▶ _課題一覧_
A. 出典文書によると、松本蘭がミス日本「ミス着物」を受賞したのは何年度のコンテストですか?
B. 出典文書のうち、「松本蘭というヴァイオリニストを知ったのは、」で始まり「その後の活躍は、皆さんもご存じの通り。」まで続く部分を、一字一句違えずに書き写してもらえますか?

▶ _出典文書_

=======

一日の王

「背には嚢、手には杖。一日の王が出発する」尾崎喜八

「松本蘭ヴァイオリン・リサイタル」(ピアノ:新居由佳梨)東与賀文化ホール

2023年09月24日 | 特別企画「逢いたい人に逢いに行く」


「逢いたい人に逢いに行く」という特別企画の第29回目は、
ヴァイオリニストの松本蘭。(このブログでは2度目の登場・前回は2019年)


松本蘭というヴァイオリニストを知ったのは、
高嶋ちさ子が2006年に立ち上げたプロジェクト「高嶋ちさ子12人のヴァイオリニスト」においてだった。
このメンバーの中に、とびっきり美しいヴァイオリニストがいた。
それが松本蘭だった。
驚いたことに、ヴァイオリニストでありながら、
2009年度ミス日本グランプリ決定コンテストにて、
ミス日本「ミス着物」を受賞する。




同年、アルバム「蘭ing」(ワーナーミュージック・ジャパン)でソロCDデビュー。
その後の活躍は、皆さんもご存じの通り。



【松本蘭】
桐朋学園大学音楽学部卒業後、同大学研究科修了。
ヴァイオリンを徳永二男氏に師事。

=======

▶ _抜粋データ_

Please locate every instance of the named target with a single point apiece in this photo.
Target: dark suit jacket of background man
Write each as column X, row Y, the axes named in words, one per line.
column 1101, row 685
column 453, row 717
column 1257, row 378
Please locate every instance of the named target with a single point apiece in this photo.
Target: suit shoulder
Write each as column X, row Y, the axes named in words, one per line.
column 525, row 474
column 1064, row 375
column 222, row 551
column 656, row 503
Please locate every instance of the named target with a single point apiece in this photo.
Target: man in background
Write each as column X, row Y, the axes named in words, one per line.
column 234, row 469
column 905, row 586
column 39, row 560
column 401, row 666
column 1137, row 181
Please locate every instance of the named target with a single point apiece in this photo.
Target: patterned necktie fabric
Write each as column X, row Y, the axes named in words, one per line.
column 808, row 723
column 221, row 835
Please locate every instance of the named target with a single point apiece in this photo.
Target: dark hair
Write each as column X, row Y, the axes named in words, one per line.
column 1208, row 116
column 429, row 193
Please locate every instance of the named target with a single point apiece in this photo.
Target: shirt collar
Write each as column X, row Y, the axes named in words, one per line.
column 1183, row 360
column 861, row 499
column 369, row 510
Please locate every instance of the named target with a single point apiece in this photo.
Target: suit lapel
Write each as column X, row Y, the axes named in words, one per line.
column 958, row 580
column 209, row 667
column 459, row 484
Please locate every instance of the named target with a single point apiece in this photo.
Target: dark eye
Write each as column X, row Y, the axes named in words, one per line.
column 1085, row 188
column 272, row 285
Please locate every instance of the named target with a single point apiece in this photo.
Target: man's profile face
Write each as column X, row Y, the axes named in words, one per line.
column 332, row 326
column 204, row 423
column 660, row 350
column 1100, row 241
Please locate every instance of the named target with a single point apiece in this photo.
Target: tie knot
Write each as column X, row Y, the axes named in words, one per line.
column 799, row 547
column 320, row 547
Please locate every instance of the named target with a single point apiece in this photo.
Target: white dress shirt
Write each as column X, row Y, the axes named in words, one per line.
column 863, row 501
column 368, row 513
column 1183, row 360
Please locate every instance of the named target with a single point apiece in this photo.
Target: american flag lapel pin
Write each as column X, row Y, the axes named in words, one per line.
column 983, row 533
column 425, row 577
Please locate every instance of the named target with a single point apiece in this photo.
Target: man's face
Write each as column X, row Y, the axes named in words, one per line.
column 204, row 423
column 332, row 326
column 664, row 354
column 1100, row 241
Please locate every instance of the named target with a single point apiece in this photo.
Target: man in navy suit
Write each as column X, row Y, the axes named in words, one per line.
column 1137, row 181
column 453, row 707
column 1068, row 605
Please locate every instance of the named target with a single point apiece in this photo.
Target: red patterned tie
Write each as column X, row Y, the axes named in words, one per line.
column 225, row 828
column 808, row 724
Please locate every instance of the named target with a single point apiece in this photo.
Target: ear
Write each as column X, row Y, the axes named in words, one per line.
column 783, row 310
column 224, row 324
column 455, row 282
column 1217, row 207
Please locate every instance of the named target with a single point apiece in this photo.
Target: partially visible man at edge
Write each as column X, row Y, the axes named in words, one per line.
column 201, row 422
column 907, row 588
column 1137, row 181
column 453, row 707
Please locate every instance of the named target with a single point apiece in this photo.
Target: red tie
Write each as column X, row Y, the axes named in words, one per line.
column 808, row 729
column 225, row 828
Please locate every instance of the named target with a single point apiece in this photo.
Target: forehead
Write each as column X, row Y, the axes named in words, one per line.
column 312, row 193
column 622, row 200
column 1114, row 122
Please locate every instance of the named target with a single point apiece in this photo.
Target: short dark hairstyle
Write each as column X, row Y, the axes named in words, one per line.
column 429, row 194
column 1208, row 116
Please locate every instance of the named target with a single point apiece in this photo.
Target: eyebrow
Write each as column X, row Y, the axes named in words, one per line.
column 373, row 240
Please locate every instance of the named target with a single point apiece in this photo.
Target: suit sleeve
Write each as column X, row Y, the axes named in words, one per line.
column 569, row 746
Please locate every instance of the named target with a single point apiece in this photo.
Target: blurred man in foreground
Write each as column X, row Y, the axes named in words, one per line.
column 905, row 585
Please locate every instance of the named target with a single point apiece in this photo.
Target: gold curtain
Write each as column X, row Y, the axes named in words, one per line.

=======

▶ _問題の解答_
A. 2009年度のミス日本グランプリ決定コンテストです。

B.
松本蘭というヴァイオリニストを知ったのは、
高嶋ちさ子が2006年に立ち上げたプロジェクト「高嶋ちさ子12人のヴァイオリニスト」においてだった。
このメンバーの中に、とびっきり美しいヴァイオリニストがいた。
それが松本蘭だった。
驚いたことに、ヴァイオリニストでありながら、
2009年度ミス日本グランプリ決定コンテストにて、
ミス日本「ミス着物」を受賞する。




同年、アルバム「蘭ing」(ワーナーミュージック・ジャパン)でソロCDデビュー。
その後の活躍は、皆さんもご存じの通り。